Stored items
○ ○ ○ ○
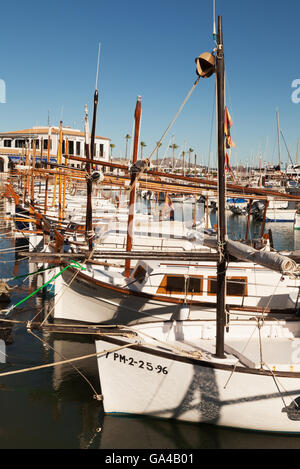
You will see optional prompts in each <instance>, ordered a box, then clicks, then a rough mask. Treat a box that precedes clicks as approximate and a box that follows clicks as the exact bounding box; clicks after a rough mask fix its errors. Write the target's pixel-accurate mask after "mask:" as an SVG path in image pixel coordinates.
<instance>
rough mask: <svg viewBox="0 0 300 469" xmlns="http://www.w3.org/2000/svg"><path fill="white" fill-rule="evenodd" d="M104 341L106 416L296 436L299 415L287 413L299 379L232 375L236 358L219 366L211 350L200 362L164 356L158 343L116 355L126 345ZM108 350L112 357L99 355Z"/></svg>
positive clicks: (295, 412) (187, 358)
mask: <svg viewBox="0 0 300 469" xmlns="http://www.w3.org/2000/svg"><path fill="white" fill-rule="evenodd" d="M165 327H166V328H167V325H165ZM174 327H176V325H175V326H174ZM177 327H178V325H177ZM107 340H108V339H107ZM107 340H97V341H96V350H97V354H99V357H98V369H99V376H100V383H101V389H102V393H103V405H104V411H105V412H106V413H119V414H135V415H137V414H139V415H145V416H152V417H159V418H166V419H176V420H182V421H187V422H194V423H195V422H196V423H211V424H215V425H218V426H224V427H234V428H240V429H244V430H256V431H267V432H283V433H299V432H300V413H298V412H297V411H296V412H294V411H293V410H292V409H291V408H288V406H289V405H290V404H291V402H292V401H293V400H294V399H296V398H298V397H299V395H300V374H299V373H298V374H297V376H298V377H284V376H280V377H279V378H276V377H274V376H273V375H272V372H269V373H268V371H267V372H266V371H265V372H264V371H261V370H259V368H257V369H256V368H255V367H254V368H252V369H251V370H249V368H247V367H244V368H242V369H241V367H240V368H239V367H237V368H236V369H235V368H234V364H236V363H237V360H236V358H234V357H232V356H231V358H230V357H229V358H227V359H225V360H224V361H222V360H221V361H220V360H219V361H218V360H216V359H214V358H213V355H212V353H213V351H212V350H211V352H212V353H211V356H210V358H209V359H206V356H205V355H204V358H203V360H202V359H200V360H196V359H192V358H186V357H185V356H184V354H182V355H180V352H178V354H172V353H168V352H166V351H165V350H166V347H164V345H163V343H162V344H161V347H156V348H155V349H154V348H152V347H151V345H150V346H145V347H144V348H142V349H141V350H138V349H133V348H122V349H120V346H121V345H122V343H123V344H124V343H126V342H124V341H123V342H122V341H120V342H119V344H117V343H116V341H115V342H114V341H112V342H110V343H109V342H107ZM133 340H134V339H132V340H131V342H132V341H133ZM146 341H147V338H146ZM184 342H185V341H184V340H183V344H184ZM147 345H148V344H147ZM158 345H159V344H158ZM244 345H245V343H244ZM275 346H276V345H275ZM298 346H299V344H298ZM118 347H119V348H118ZM178 347H179V346H178ZM109 350H112V352H111V353H104V351H106V352H107V351H109ZM258 350H259V347H258ZM101 353H102V355H100V354H101ZM258 353H259V352H258ZM289 359H290V357H289ZM230 360H231V362H230ZM287 374H288V373H287Z"/></svg>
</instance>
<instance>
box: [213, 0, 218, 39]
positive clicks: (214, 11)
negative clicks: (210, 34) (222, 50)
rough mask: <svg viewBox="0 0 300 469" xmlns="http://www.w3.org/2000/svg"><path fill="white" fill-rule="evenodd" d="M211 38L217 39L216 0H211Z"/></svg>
mask: <svg viewBox="0 0 300 469" xmlns="http://www.w3.org/2000/svg"><path fill="white" fill-rule="evenodd" d="M213 39H214V41H216V40H217V29H216V0H213Z"/></svg>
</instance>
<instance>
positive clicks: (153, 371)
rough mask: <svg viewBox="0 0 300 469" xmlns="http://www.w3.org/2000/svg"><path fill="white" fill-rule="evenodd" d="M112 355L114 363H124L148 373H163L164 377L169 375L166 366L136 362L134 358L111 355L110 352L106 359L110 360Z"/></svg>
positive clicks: (117, 355)
mask: <svg viewBox="0 0 300 469" xmlns="http://www.w3.org/2000/svg"><path fill="white" fill-rule="evenodd" d="M110 355H112V357H113V359H114V361H118V362H120V363H124V364H125V365H129V366H135V367H137V368H140V369H143V370H147V371H153V372H155V373H162V374H164V375H167V374H168V369H167V367H166V366H163V365H160V364H158V365H154V364H153V363H151V362H145V361H143V360H135V359H134V358H133V357H126V356H125V355H122V354H120V353H116V352H114V353H110V352H108V353H107V354H106V358H108V357H109V356H110Z"/></svg>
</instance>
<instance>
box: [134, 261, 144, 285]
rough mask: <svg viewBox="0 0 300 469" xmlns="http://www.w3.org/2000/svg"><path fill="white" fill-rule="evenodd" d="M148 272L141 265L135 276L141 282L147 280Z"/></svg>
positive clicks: (136, 268) (139, 266) (138, 269)
mask: <svg viewBox="0 0 300 469" xmlns="http://www.w3.org/2000/svg"><path fill="white" fill-rule="evenodd" d="M146 274H147V271H146V270H145V269H144V267H142V266H141V265H139V266H138V267H137V268H136V270H135V272H134V274H133V278H134V279H135V280H137V281H138V282H139V283H143V281H144V280H145V277H146Z"/></svg>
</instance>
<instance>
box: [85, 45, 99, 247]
mask: <svg viewBox="0 0 300 469" xmlns="http://www.w3.org/2000/svg"><path fill="white" fill-rule="evenodd" d="M99 61H100V44H99V49H98V63H97V74H96V86H95V93H94V111H93V123H92V133H91V145H90V155H91V156H90V158H91V160H93V159H94V153H95V134H96V121H97V108H98V75H99ZM85 123H86V127H85V148H86V158H89V154H88V153H89V148H88V147H89V128H88V118H87V109H86V117H85ZM87 152H88V153H87ZM91 170H92V168H91V163H87V165H86V171H87V176H88V177H87V204H86V227H85V230H86V237H87V240H88V246H89V251H92V249H93V235H92V233H93V216H92V215H93V214H92V211H93V208H92V190H93V185H92V179H91Z"/></svg>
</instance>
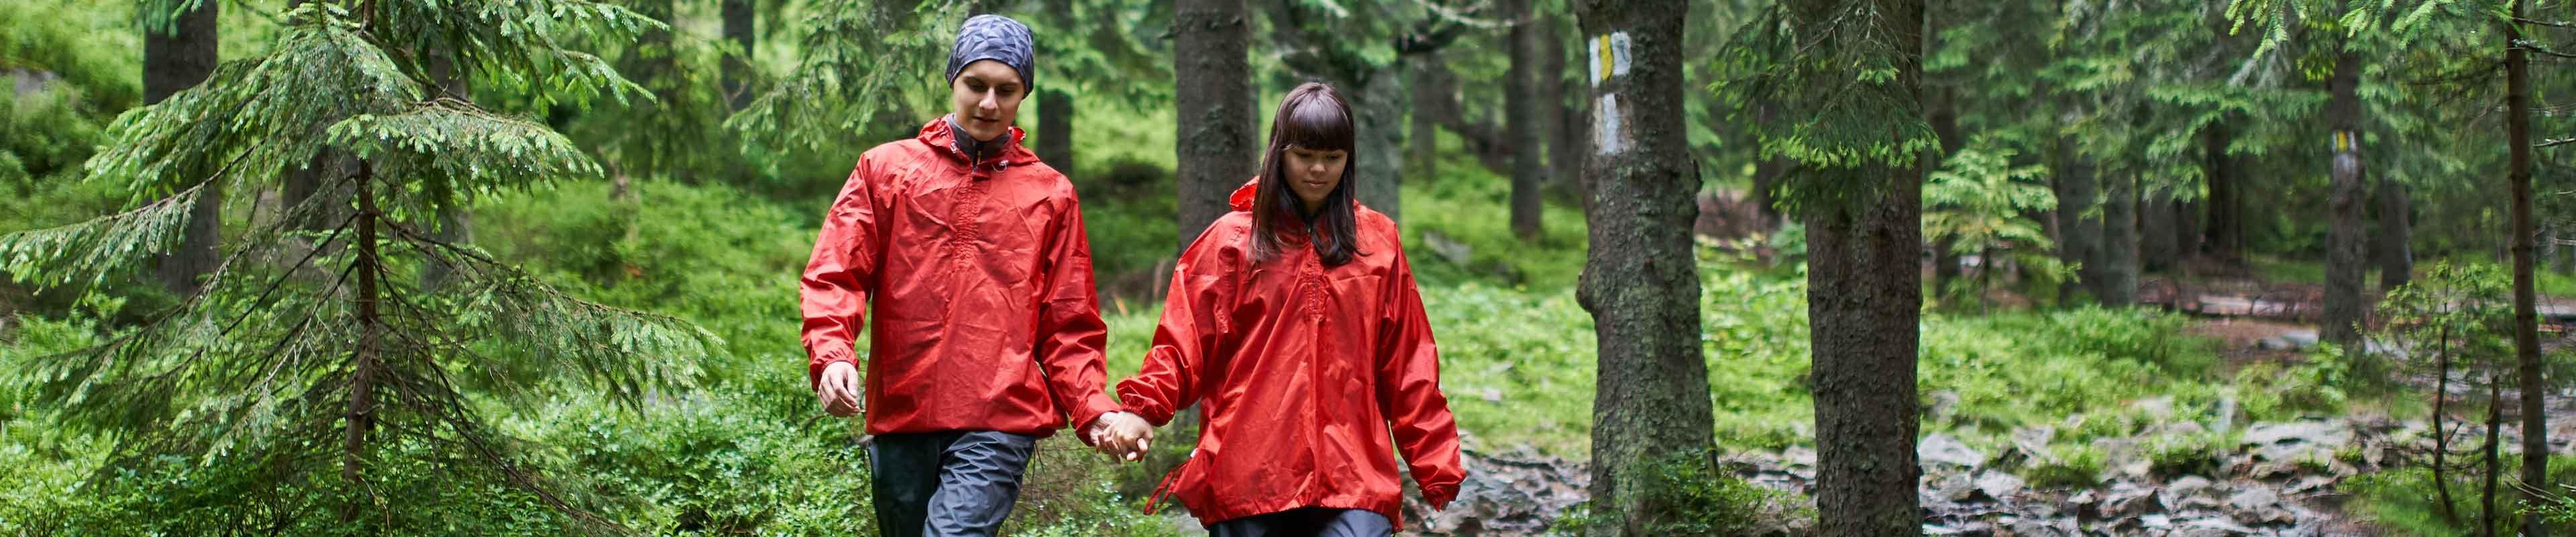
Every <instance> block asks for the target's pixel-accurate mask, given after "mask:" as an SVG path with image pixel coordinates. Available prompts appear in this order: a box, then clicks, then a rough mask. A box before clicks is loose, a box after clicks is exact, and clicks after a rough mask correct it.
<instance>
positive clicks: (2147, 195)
mask: <svg viewBox="0 0 2576 537" xmlns="http://www.w3.org/2000/svg"><path fill="white" fill-rule="evenodd" d="M2174 207H2182V204H2179V201H2174V196H2172V194H2161V191H2156V194H2143V196H2141V204H2138V271H2141V274H2148V271H2172V269H2174V261H2177V258H2182V245H2179V243H2174V235H2177V232H2174V214H2177V209H2174Z"/></svg>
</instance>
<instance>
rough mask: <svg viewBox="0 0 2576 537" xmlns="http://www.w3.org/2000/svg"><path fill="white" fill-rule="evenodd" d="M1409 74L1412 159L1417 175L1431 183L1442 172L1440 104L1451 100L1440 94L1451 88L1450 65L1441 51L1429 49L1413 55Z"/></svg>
mask: <svg viewBox="0 0 2576 537" xmlns="http://www.w3.org/2000/svg"><path fill="white" fill-rule="evenodd" d="M1406 75H1409V77H1412V88H1406V93H1409V98H1412V106H1414V108H1412V111H1409V114H1406V116H1409V119H1412V132H1406V137H1409V139H1406V142H1412V157H1409V160H1412V168H1414V178H1417V181H1425V183H1427V181H1432V178H1435V173H1440V106H1443V103H1448V98H1440V93H1443V90H1448V88H1450V83H1448V67H1445V65H1440V52H1425V54H1414V57H1412V67H1409V70H1406Z"/></svg>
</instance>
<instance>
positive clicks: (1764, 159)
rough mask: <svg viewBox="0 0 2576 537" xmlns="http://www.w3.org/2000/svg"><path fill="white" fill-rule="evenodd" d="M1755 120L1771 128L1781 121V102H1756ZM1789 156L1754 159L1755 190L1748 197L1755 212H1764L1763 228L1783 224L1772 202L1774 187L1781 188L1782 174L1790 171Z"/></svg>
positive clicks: (1765, 125) (1754, 111) (1768, 229)
mask: <svg viewBox="0 0 2576 537" xmlns="http://www.w3.org/2000/svg"><path fill="white" fill-rule="evenodd" d="M1754 121H1759V124H1762V129H1770V124H1772V121H1780V103H1754ZM1788 168H1790V160H1788V157H1762V160H1754V191H1749V194H1747V199H1752V201H1754V212H1759V214H1762V230H1772V227H1777V225H1783V222H1780V207H1777V204H1772V188H1780V176H1783V173H1788Z"/></svg>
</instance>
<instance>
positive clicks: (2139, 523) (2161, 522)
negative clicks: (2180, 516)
mask: <svg viewBox="0 0 2576 537" xmlns="http://www.w3.org/2000/svg"><path fill="white" fill-rule="evenodd" d="M2138 524H2141V527H2146V529H2166V527H2174V516H2166V514H2148V516H2138Z"/></svg>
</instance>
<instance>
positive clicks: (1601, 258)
mask: <svg viewBox="0 0 2576 537" xmlns="http://www.w3.org/2000/svg"><path fill="white" fill-rule="evenodd" d="M1687 10H1690V3H1685V0H1584V3H1577V18H1579V21H1582V36H1584V39H1595V41H1602V39H1607V36H1623V39H1625V41H1628V44H1631V46H1628V49H1625V54H1628V57H1625V59H1628V62H1631V65H1633V67H1631V70H1628V72H1618V75H1607V77H1600V75H1602V72H1589V75H1587V77H1589V80H1595V83H1592V85H1589V101H1595V103H1597V106H1595V108H1592V124H1595V127H1600V132H1597V137H1595V142H1592V152H1595V155H1589V157H1587V163H1584V176H1587V183H1592V191H1589V196H1592V199H1595V204H1597V207H1595V212H1592V214H1589V230H1587V232H1589V235H1592V248H1589V250H1587V253H1584V274H1582V281H1579V289H1577V297H1579V302H1582V305H1584V310H1589V312H1592V320H1595V328H1592V330H1595V333H1597V336H1600V338H1597V346H1600V377H1597V382H1600V385H1597V390H1595V398H1592V421H1595V426H1592V501H1595V506H1597V509H1595V514H1605V516H1602V519H1600V522H1597V524H1595V527H1589V534H1595V537H1628V534H1654V532H1651V529H1649V527H1651V524H1654V522H1659V519H1672V516H1674V509H1677V506H1664V503H1646V501H1643V498H1646V493H1643V491H1641V485H1643V483H1646V478H1649V475H1646V465H1649V462H1659V460H1667V457H1692V454H1700V452H1703V449H1708V444H1710V441H1713V423H1716V418H1713V410H1710V400H1708V364H1705V361H1703V356H1700V305H1698V302H1700V299H1698V297H1700V276H1698V261H1695V256H1692V253H1690V248H1692V240H1690V225H1692V219H1695V217H1698V201H1695V199H1692V196H1695V194H1698V186H1700V176H1698V173H1695V170H1692V168H1695V163H1692V160H1690V147H1687V142H1685V137H1682V134H1685V132H1687V127H1685V119H1682V114H1667V111H1680V108H1682V103H1685V83H1682V18H1685V13H1687ZM1613 54H1620V52H1615V49H1613ZM1605 62H1607V59H1605ZM1906 305H1909V310H1911V305H1914V302H1906ZM1906 405H1914V403H1911V398H1909V400H1906ZM1906 439H1911V436H1906ZM1909 488H1911V485H1909Z"/></svg>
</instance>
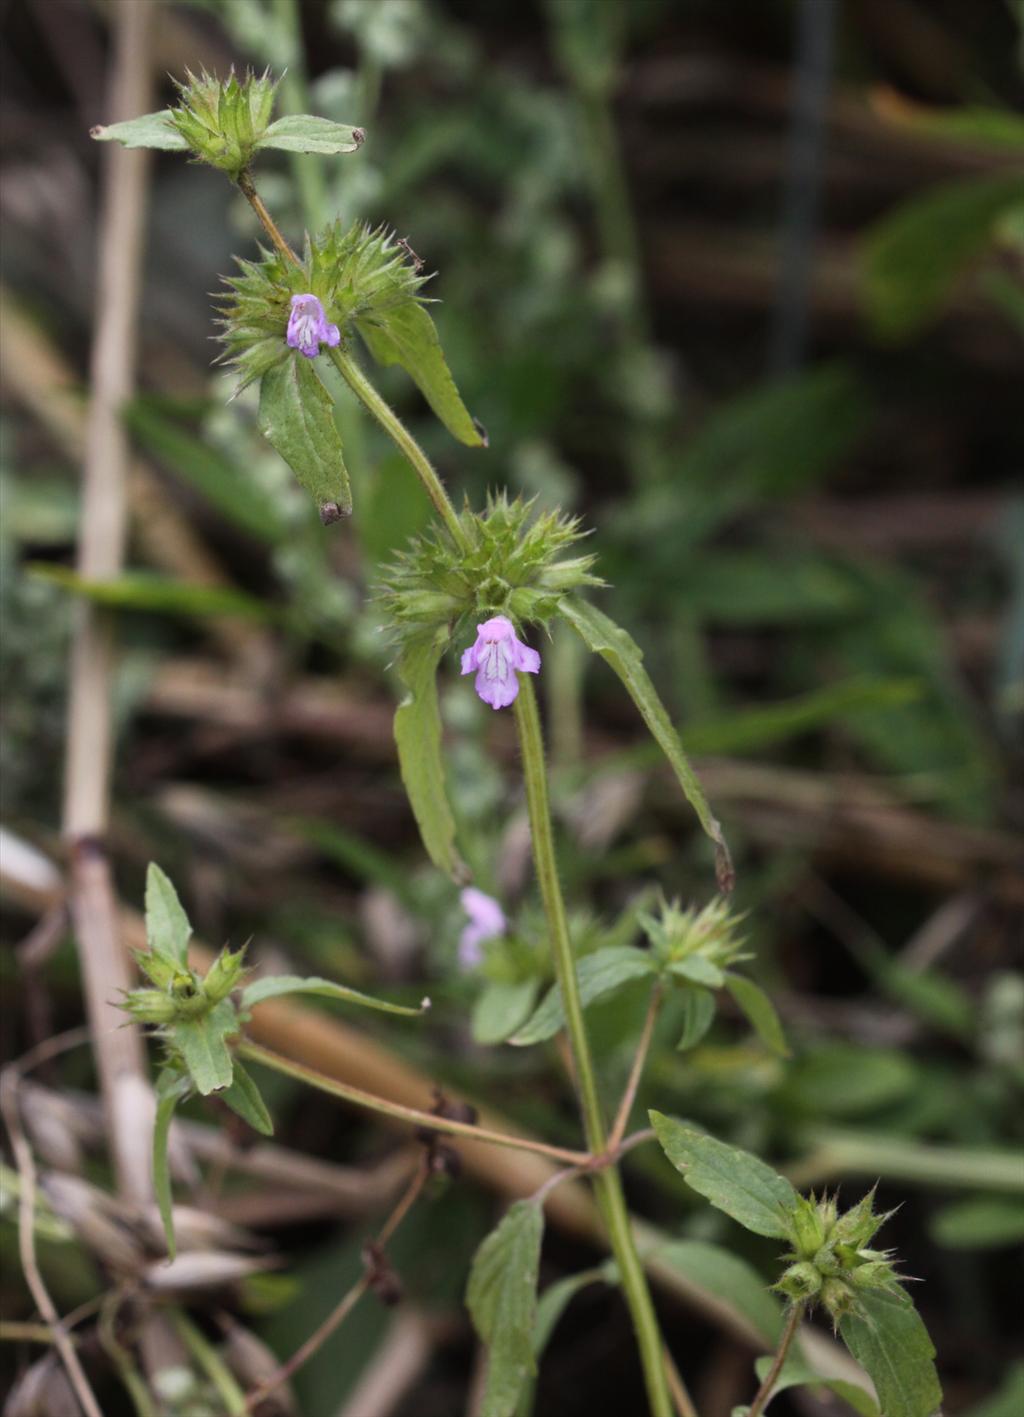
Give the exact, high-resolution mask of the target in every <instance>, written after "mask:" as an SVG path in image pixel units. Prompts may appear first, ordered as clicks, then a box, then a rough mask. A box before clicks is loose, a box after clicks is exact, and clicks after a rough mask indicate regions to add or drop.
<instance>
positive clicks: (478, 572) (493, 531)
mask: <svg viewBox="0 0 1024 1417" xmlns="http://www.w3.org/2000/svg"><path fill="white" fill-rule="evenodd" d="M459 521H460V524H462V529H463V531H465V536H466V546H465V547H457V546H456V544H455V541H453V540H452V537H450V534H449V533H448V531H446V530H445V529H442V527H432V529H431V530H428V531H426V533H423V536H421V537H418V538H416V540H415V541H412V543H411V546H409V548H408V550H406V551H402V553H401V554H399V557H398V560H397V561H395V563H394V564H392V565H391V567H388V568H387V571H385V575H384V581H382V584H381V588H380V594H381V598H382V599H384V602H385V605H387V609H388V618H389V621H391V622H392V625H394V626H395V633H397V636H398V638H399V639H401V640H408V639H414V638H418V636H419V635H421V633H422V632H423V631H426V629H439V628H446V629H448V631H449V633H450V632H455V631H457V629H459V628H460V626H462V625H463V622H465V623H466V625H469V623H472V625H473V628H476V623H477V622H486V621H489V619H494V618H504V619H507V621H511V623H513V626H516V625H523V623H545V622H547V621H548V619H550V618H551V616H552V615H554V614H555V611H557V609H558V601H559V599H561V597H562V595H567V594H568V592H569V591H575V589H578V588H579V587H584V585H601V584H602V581H601V580H599V578H598V577H596V575H592V574H591V567H592V565H593V560H595V558H593V557H592V555H575V557H564V553H565V551H568V550H569V548H571V547H574V546H575V544H576V543H578V541H581V540H582V538H584V537H585V536H586V533H585V531H584V529H582V526H581V521H579V519H578V517H569V516H564V514H562V513H561V512H541V513H538V512H537V510H535V499H531V500H528V502H524V500H523V499H521V497H516V499H514V500H510V499H508V497H507V495H506V493H497V495H491V496H489V499H487V507H486V510H484V512H483V513H476V512H472V510H470V509H469V507H466V509H465V510H463V513H462V514H460V517H459ZM474 667H476V666H474Z"/></svg>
○ ○ ○ ○
→ **WORK TO COMPLETE**:
Copy these lines word for word, from the start of the lines through the line that has "positive clicks: (295, 412) (187, 358)". Leave out the pictures.

→ **ANSWER FOR THE TASK**:
You will see optional prompts in each <instance>, ordered a box, then clicks, then a rough mask. Treat a box that precedes clicks as approximate and a box that follows clicks as the exact bounding box; clicks after a rough mask fix its errors. Write the target's pixel-accurate mask after "mask:" as an SVG path in image pixel coordinates.
<instance>
rough mask: <svg viewBox="0 0 300 469" xmlns="http://www.w3.org/2000/svg"><path fill="white" fill-rule="evenodd" d="M104 341L106 416L296 436L299 415L287 413L299 379L232 375L236 358L219 366L211 350L200 362L164 356L158 343L116 355L126 345ZM108 350L112 357L99 355Z"/></svg>
positive clicks: (295, 412) (187, 358)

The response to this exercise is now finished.